[TASK TO CARRY OUT]: Revise the data from the line containing "Objective — for every instance of the minaret" through the line containing "[[282, 275]]", inclusive, so that "identify" becomes "locate" and nothing else changes. Return only those lines.

start

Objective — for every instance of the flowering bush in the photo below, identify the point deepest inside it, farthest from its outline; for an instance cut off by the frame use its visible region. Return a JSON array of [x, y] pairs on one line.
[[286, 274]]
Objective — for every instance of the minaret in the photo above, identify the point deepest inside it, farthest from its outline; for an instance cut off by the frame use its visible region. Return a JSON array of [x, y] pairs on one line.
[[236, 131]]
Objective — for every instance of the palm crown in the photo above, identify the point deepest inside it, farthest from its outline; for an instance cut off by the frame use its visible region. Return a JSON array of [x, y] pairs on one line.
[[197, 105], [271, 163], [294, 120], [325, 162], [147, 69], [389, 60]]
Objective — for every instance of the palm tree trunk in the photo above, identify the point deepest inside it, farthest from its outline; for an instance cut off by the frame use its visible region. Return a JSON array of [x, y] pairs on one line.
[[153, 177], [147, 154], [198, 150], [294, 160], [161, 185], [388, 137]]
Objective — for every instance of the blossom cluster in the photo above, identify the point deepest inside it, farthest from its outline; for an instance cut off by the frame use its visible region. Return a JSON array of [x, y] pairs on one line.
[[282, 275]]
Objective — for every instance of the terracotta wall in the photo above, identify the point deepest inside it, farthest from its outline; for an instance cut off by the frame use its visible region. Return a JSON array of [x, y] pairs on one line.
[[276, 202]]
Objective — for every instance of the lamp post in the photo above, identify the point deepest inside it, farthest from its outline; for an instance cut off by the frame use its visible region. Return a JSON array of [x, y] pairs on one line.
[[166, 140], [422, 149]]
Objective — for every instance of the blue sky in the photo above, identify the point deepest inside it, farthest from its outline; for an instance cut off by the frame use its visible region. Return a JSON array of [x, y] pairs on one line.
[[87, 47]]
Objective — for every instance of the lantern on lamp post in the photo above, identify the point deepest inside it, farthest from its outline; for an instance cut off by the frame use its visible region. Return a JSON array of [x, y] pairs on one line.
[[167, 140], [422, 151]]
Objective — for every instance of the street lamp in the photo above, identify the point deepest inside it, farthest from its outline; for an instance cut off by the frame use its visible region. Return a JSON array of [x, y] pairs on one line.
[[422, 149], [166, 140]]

end

[SOLUTION]:
Objective — for every instance of the minaret in the photo above, locate the point deepest inside it, farthest from its outline; for an instance cut off by the frame use its visible region. Return a JSON array of [x, y] pairs on one line.
[[236, 131]]
Objective — for every instance of the palm crown in the photo above, locate the point deepest inside it, farthest from its outline; for an instance cut off by the frame use its visible region. Return a JSON array of [x, y] pairs on one line.
[[197, 105], [271, 163], [294, 120], [325, 162], [147, 69], [389, 60]]
Objective — for every instance of the palm tree trunk in the photo above, locate the point deepest inside it, farthest from its outline; for an instance cut off by the frame use its visible region. Return a JSON array of [x, y] pairs on one line.
[[153, 177], [147, 154], [198, 150], [294, 160], [161, 185], [388, 137]]
Objective — for every instance of the blossom cluster in the photo above, locate the point deepest inside it, farthest from its outline; for an instance cut off by the frame use its visible region. Return a JSON array of [x, y] pairs on one line.
[[282, 275]]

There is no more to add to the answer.